== ENTRIES SUPPLIED ==

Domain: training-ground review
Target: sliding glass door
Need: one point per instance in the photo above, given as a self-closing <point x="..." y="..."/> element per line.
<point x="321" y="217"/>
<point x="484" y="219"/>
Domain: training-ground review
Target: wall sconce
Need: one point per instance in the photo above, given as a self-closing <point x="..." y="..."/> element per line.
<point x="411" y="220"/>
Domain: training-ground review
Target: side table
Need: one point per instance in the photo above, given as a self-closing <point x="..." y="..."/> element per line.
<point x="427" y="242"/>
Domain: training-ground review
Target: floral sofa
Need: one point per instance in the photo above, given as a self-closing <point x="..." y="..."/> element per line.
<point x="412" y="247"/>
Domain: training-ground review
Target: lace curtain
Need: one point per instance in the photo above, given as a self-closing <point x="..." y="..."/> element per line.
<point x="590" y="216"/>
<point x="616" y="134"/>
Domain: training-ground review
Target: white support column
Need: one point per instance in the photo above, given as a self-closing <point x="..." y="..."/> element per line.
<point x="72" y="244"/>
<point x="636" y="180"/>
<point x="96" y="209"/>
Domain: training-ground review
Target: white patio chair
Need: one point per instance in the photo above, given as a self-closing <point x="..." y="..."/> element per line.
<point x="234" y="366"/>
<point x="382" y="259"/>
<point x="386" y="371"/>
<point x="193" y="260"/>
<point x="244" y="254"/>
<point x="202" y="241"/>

== BRIEF ==
Count how many lines of the entries contain the word "Target", and respond with that count only.

== WORKED SOLUTION ==
7